## [DIRECTION]
From the line containing "leg in the photo above." through the last line of the entries below, repeat each line word for word and leave out the rest.

----------------------------------------

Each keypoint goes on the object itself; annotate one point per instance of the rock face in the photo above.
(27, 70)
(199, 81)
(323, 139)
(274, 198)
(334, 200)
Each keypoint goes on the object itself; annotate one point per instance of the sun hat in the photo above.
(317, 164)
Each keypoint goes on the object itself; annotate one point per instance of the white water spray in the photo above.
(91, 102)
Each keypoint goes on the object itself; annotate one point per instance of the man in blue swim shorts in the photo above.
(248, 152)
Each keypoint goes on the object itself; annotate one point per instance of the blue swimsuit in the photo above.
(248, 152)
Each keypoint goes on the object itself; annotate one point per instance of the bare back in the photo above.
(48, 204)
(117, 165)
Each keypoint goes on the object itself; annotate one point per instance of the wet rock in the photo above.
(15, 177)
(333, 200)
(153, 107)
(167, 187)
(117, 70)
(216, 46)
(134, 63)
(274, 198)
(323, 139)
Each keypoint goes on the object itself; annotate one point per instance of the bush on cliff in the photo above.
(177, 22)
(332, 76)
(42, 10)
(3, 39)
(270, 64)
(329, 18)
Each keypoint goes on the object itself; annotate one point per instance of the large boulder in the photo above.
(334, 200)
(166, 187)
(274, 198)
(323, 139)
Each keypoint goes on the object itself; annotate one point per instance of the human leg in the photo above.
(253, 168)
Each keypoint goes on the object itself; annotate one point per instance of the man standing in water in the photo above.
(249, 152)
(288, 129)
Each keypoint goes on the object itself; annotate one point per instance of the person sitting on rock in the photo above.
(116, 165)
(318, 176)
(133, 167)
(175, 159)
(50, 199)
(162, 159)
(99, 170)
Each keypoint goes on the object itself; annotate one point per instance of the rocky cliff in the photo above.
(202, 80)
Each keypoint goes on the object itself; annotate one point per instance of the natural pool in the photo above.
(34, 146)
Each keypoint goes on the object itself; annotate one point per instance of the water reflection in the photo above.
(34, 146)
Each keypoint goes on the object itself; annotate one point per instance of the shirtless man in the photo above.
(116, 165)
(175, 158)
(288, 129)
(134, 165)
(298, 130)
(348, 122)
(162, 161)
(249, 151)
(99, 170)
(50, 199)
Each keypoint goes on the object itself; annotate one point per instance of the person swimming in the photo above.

----------------------------------------

## [REPLY TO THE TASK]
Each keypoint goes on the object itself; annotate one point per instance of the human leg in the photo above.
(253, 168)
Each keypoint goes on the object itself; annotate one point per instance of the man standing in water in the photo above.
(249, 152)
(288, 129)
Each keypoint goes on the object itself; annotate one point per instance of the person sitting on rock in the photo above.
(116, 165)
(318, 176)
(133, 167)
(175, 159)
(50, 199)
(162, 159)
(99, 170)
Each keypoint goes on the object itself; annotate one point per instance of the rocky cliff in the photo above.
(202, 80)
Each keypoint goes on the object itself; annotate one point per instance of the natural pool in the photo above.
(34, 146)
Each keypoint goes on the object itself; annotate one point per instance of the water reflection in the photo above.
(34, 146)
Each keypoint goes on the object itself; annotate one point per instance of the shirtless man in the photo above.
(116, 165)
(175, 158)
(288, 129)
(134, 165)
(298, 130)
(348, 122)
(162, 161)
(249, 151)
(99, 170)
(50, 199)
Each keypoint goes on the object itself; annotate one point per instance of the person swimming in the photo above.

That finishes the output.